> _Instruction_: Rescale the lines below by copying them all, requests included, and multiplying every x and y coordinate in the answers by 2.35, rounding to whole numbers with halves going up, while the sample coordinates inside the requests stay as they are. Leave the pictures out of your answer.

> _Exercise materials_:
****
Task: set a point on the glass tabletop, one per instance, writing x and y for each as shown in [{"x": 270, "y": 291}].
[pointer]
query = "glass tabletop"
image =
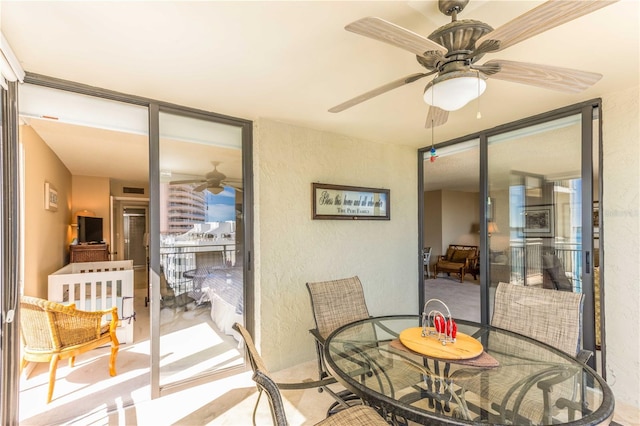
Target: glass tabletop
[{"x": 514, "y": 380}]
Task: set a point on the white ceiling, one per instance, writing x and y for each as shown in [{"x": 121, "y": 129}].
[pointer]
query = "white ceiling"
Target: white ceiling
[{"x": 292, "y": 60}]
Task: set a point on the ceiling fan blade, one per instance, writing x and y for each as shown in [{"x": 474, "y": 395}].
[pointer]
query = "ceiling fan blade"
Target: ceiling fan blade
[
  {"x": 542, "y": 18},
  {"x": 233, "y": 185},
  {"x": 378, "y": 91},
  {"x": 381, "y": 30},
  {"x": 436, "y": 117},
  {"x": 545, "y": 76},
  {"x": 180, "y": 182},
  {"x": 202, "y": 187}
]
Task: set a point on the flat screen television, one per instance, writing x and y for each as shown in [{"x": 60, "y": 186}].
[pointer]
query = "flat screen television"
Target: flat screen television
[{"x": 89, "y": 229}]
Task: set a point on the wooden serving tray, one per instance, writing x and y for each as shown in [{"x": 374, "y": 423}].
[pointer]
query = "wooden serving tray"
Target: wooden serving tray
[{"x": 465, "y": 347}]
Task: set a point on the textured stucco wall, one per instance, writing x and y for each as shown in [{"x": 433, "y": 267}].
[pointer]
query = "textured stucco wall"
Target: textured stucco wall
[
  {"x": 620, "y": 207},
  {"x": 293, "y": 249}
]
****
> _Reply to the task_:
Task: set a point on the glass tabletop, one per instance, writing x and y for each as shown in [{"x": 270, "y": 291}].
[pointer]
query = "glass tabletop"
image =
Target: glass tabletop
[{"x": 1208, "y": 893}]
Task: set a point on the white ceiling, one per instance, writing x and y for each as shown in [{"x": 121, "y": 129}].
[pointer]
query = "white ceiling"
Target: white ceiling
[{"x": 686, "y": 141}]
Task: set a point on the ceiling fan blade, one per instance, writing x and y for each as shown in [{"x": 474, "y": 395}].
[pointer]
query = "ceiling fan blade"
Target: ceiling fan blade
[
  {"x": 1274, "y": 42},
  {"x": 548, "y": 435},
  {"x": 888, "y": 214},
  {"x": 895, "y": 71},
  {"x": 1025, "y": 275},
  {"x": 1281, "y": 179},
  {"x": 423, "y": 428},
  {"x": 475, "y": 439}
]
Task: set a point on the flat screen television, one per instance, writing x and y for each as shown in [{"x": 60, "y": 186}].
[pointer]
query = "flat screen television"
Target: flat screen television
[{"x": 209, "y": 538}]
Task: set a point on the wooden serving tray, one per instance, writing x and y for each as shown in [{"x": 374, "y": 423}].
[pointer]
query = "wooden serving tray"
Target: wooden serving tray
[{"x": 1093, "y": 815}]
Task: set a point on the textured stucco wall, one per instance, writing x and y for each as shown in [{"x": 433, "y": 267}].
[pointer]
query = "textured stucco wall"
Target: textured stucco wall
[
  {"x": 1457, "y": 486},
  {"x": 689, "y": 585}
]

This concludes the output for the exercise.